> _SET TASKS_:
1. According to the court opinion excerpt below on a confession obtained after a request for counsel, in which two cases did the Supreme Court majority specifically reject the minority view?
2. For each statement, say whether it agrees with the court opinion excerpt below on a confession obtained after a request for counsel, and quote the deciding words: (a) A majority of the Supreme Court adopted the view that denying a suspect's request for counsel bars use of a later confession. (b) The majority treated lack of counsel during interrogation as one factor in judging whether a conviction was fundamentally unfair. (c) The excerpt cites a dissenting opinion in Spano v. New York.

> _EXCERPTED TEXT_:
Defendant argues then that the confession is inadmissible because it was obtained after he had requested the assistance of counsel, which request was denied. A minority of the Supreme Court in the cases of Crooker v. California, 357 U.S. 433, 441, 78 S.Ct. 1287, 1292, 2 L.Ed.2d 1448, 1455 (dissenting opinion); Cicenia v. LaGay, 357 U.S. 504, 511, 78 S.Ct. 1297, 1301, 2 L.Ed.2d 1523, 1529 (dissenting opinion); Ashdown v. Utah, 357 U.S. 426, 431, 78 S.Ct. 1354, 1357, 2 L.Ed.2d 1443, 1447 (dissenting opinion); Spano v. New York, 360 U.S. 315, 324, 79 S.Ct. 1202, 1207, 3 L.Ed.2d 1265, 1272 (concurring opinion), and Culombe v. Connecticut, 367 U.S. 568, 637, 81 S.Ct. 1860, 1897, 6 L.Ed.2d 1037, 1077 (concurring opinion), have expressed the view that denial of request for counsel by a suspect is denial of 'the Assistance of Counsel for his defence' guaranteed by the sixth and fourteenth amendments and that a confession obtained after such denial cannot be used as evidence against him. This view was not adopted by a majority of that court in those cases, however, and specifically rejected in Crooker and Cicenia. The majority of the court held that 'due process does not always require immediate honoring of a request to obtain one's own counsel in the hours after arrest' (Crooker v. State of California, 357 U.S. 433, 441, n. 6, 78 S.Ct. 1287, 1292, n. 6, 2 L.Ed.2d 1448), but that the lack of counsel during the interrogation is 'one pertinent element in determining from all the circumstances whether a conviction was attended by fundamental unfairness.' (Cicenia v. LaGay, 357 U.S. 504, 509, 78 S.Ct. 1297, 1300, 2 L.Ed.2d 1523.) Denial of request for counsel during interrogation by the police, in and of itself, has not therefore been recognized as a denial of due process under the fourteenth amendment requiring exclusion of defendant's confession.

> _ITEMS_:
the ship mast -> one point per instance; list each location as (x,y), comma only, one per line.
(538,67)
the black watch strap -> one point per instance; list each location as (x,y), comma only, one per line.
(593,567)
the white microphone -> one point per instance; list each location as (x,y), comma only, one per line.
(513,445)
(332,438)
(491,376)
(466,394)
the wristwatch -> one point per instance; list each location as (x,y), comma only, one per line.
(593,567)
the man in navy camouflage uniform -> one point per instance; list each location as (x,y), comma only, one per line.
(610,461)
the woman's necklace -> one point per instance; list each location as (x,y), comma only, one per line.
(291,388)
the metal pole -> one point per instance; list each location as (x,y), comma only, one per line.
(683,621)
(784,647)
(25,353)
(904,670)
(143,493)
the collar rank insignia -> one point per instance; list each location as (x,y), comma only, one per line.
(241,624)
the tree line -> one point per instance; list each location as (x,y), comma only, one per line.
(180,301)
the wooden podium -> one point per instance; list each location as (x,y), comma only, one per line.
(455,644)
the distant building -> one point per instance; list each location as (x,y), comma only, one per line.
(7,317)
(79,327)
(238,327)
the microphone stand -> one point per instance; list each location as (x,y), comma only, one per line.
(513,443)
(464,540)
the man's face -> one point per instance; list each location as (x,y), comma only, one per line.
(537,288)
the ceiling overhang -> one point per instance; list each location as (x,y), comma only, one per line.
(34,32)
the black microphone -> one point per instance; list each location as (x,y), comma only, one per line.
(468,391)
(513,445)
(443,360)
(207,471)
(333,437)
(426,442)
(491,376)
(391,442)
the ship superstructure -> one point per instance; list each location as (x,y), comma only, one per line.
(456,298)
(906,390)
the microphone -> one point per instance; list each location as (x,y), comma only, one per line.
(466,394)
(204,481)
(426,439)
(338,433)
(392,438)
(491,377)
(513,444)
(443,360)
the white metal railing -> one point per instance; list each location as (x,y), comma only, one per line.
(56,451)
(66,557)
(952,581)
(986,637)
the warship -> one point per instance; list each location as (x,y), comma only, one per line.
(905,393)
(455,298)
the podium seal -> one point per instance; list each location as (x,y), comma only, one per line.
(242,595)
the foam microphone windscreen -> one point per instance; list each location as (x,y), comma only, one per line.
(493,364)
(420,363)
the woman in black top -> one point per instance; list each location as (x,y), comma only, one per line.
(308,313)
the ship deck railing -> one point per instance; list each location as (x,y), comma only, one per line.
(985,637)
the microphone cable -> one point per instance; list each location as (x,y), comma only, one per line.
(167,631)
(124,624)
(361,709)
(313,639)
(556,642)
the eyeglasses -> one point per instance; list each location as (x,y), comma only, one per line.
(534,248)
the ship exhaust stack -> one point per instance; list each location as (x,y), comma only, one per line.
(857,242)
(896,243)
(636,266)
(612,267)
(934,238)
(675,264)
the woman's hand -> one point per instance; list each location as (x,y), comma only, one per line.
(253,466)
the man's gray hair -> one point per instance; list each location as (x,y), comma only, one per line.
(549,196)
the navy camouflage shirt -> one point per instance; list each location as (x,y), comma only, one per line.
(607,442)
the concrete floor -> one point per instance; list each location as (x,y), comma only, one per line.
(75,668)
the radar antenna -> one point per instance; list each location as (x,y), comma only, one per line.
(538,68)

> _RESPONSES TO THE TASKS_:
1. Crooker v. California and Cicenia v. LaGay.

2.
(a) No: "This view was not adopted by a majority of that court in those cases"
(b) Yes: "one pertinent element in determining from all the circumstances whether a conviction was attended by fundamental unfairness"
(c) No: "Spano v. New York, 360 U.S. 315, 324, 79 S.Ct. 1202, 1207, 3 L.Ed.2d 1265, 1272 (concurring opinion)"